» **Document text**

[Start]

PAN AMERICAN PETROLEUM CORP. v. SUPERIOR COURT OF DELAWARE FOR NEW CASTLE
COUNTY ET AL.
CERTIORARI TO THE SUPREME COURT OF DELAWARE. No. 80.
Argued April 18-19, 1961.
Decided May 29, 1961. *
[ Footnote * ] Together with No. 81, Texaco, Inc., v. Superior Court of Delaware for New Castle County et al., also on certiorari to the same Court.
After this Court's decision in Phillips Petroleum Co. v. Wisconsin, 347 U.S. 672 , holding that the jurisdiction of the Federal Power Commission extended to "the rates of all wholesales of natural gas in interstate commerce, whether by a pipeline company or not and whether occurring before, during, or after transmission by an interstate pipeline company," and its decision invalidating an order of the Kansas Corporation Commission fixing a minimum price for gas taken from the Kansas Hugoton Field, Cities Service Gas Co. v. State Corporation Comm'n, 355 U.S. 391 , an interstate natural gas pipeline company sued producers of gas from that field in a Delaware State Court to recover for overpayments for such gas made under compulsion of the Kansas order, such refunds having been agreed upon between the parties shortly after entry of the Kansas order. The producers petitioned the Supreme Court of Delaware for writs of prohibition attacking the jurisdiction of the trial court in which the suits were pending. The State Supreme Court sustained the jurisdiction of the trial court and denied the writs. Held: Notwithstanding provisions of the Natural Gas Act giving federal district courts exclusive jurisdiction of all suits to enforce liabilities created by that Act and lodging in federal courts of appeals jurisdiction to review orders of the Federal Power Commission, the State Court had jurisdiction, since the suits were not founded upon the Act but upon contract and restitution claims under state law. Pp. 657-666.

[End]

» **Data lines**
[Start]

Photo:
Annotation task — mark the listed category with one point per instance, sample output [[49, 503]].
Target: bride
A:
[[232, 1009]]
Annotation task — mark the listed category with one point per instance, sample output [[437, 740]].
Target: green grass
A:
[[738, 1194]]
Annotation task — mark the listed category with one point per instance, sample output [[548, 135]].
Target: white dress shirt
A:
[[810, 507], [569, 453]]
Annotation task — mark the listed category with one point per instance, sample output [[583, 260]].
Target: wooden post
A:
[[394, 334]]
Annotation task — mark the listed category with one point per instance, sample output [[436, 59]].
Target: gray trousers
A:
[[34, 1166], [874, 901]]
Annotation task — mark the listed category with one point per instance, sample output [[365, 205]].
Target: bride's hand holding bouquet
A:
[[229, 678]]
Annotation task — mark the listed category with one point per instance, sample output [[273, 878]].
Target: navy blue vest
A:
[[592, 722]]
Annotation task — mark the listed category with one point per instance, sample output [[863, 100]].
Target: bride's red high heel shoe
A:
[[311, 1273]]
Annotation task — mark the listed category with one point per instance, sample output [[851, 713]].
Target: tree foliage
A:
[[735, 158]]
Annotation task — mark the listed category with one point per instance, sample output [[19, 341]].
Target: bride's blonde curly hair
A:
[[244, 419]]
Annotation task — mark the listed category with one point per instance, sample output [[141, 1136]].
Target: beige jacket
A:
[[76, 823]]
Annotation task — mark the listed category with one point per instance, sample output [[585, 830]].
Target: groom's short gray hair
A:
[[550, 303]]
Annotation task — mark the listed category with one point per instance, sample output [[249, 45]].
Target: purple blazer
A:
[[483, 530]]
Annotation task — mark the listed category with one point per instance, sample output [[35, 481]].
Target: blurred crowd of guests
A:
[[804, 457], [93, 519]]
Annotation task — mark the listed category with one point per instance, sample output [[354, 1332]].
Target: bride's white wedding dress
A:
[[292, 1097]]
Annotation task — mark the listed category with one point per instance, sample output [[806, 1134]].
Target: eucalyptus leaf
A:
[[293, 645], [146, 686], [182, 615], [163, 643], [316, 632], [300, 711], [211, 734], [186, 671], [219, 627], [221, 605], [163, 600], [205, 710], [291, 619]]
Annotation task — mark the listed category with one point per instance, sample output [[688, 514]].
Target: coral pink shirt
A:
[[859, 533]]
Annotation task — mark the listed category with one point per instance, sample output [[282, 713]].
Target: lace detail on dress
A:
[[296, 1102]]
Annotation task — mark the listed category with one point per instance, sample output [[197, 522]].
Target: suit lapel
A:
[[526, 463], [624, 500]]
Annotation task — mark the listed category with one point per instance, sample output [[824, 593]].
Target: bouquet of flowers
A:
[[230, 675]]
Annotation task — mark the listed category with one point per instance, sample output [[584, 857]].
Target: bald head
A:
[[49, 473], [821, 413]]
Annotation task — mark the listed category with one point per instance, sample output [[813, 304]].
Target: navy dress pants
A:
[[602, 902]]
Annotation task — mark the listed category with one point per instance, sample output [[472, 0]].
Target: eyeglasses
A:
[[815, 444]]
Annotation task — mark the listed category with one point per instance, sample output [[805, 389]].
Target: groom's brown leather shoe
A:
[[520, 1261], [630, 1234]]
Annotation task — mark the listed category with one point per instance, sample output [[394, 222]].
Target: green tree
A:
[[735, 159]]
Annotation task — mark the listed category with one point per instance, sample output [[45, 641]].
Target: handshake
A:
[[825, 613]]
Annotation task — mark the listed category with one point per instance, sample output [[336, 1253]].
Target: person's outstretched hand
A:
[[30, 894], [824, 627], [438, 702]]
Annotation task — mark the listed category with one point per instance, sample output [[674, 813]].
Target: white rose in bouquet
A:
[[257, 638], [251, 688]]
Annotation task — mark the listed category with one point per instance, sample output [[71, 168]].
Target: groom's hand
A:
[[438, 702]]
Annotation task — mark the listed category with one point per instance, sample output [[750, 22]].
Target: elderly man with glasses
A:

[End]

» **Aim of the task**
Rewrite the court syllabus starting at "Decided May 29, 1961." and ending at "the same Court.", putting "Supreme Court of Delaware" in place of "same Court". The rows have nothing to do with the court syllabus.

» **Response**
Decided May 29, 1961. *
[ Footnote * ] Together with No. 81, Texaco, Inc., v. Superior Court of Delaware for New Castle County et al., also on certiorari to the Supreme Court of Delaware.